** What is required **
Rewrite everything from the line containing "Return the mask of every instance of the eye." down to the line containing "96], [193, 94]]", swapping "top-left corner" for "upper-left corner" and leaving everything else unchanged.

(Records from a data source)
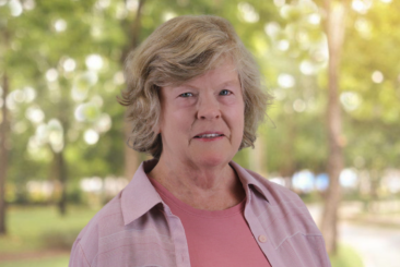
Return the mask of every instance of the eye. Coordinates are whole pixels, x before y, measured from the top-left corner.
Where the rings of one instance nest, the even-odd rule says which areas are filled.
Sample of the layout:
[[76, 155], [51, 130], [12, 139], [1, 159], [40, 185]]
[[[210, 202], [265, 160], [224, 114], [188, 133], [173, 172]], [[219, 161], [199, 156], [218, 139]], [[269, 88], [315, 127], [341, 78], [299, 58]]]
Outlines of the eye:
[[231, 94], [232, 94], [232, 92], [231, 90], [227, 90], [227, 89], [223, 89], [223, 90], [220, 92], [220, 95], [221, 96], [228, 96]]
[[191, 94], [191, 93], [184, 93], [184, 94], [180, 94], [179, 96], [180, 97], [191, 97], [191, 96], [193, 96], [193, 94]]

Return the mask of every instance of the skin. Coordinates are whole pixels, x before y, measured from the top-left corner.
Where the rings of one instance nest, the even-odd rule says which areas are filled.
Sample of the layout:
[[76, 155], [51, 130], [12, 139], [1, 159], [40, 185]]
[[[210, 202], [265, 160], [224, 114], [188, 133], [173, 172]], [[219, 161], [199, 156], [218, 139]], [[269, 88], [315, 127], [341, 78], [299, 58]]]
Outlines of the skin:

...

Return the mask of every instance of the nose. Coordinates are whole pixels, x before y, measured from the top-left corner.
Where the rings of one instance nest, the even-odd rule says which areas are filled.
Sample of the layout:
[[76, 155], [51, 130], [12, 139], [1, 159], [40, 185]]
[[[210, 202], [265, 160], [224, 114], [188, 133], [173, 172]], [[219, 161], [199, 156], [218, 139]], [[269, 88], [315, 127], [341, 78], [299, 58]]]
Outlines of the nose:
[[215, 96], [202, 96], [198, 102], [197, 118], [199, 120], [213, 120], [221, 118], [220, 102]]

==

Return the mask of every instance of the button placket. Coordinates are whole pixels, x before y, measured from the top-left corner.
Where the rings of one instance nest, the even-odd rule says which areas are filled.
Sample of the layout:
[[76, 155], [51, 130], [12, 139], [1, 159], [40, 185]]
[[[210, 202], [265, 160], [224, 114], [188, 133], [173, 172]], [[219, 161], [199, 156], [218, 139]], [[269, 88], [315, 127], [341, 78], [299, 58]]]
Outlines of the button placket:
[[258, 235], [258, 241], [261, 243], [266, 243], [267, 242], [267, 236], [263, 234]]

** Reply **
Return the mask of every instance of the eye. Coordinates are whole pixels, x before y, measured from the upper-left corner.
Where the rings of one instance nest, the even-odd rule says which areas are filled.
Sample of the layout:
[[76, 155], [51, 130], [12, 139], [1, 159], [40, 185]]
[[[210, 202], [265, 160], [224, 114], [188, 133], [173, 172]], [[219, 161], [199, 156], [218, 139]], [[269, 88], [315, 127], [341, 78], [299, 58]]]
Outlines of the eye:
[[231, 94], [232, 94], [232, 92], [231, 90], [227, 90], [227, 89], [223, 89], [223, 90], [220, 92], [220, 95], [221, 96], [228, 96]]
[[191, 94], [191, 93], [184, 93], [184, 94], [180, 94], [179, 96], [180, 97], [191, 97], [191, 96], [193, 96], [193, 94]]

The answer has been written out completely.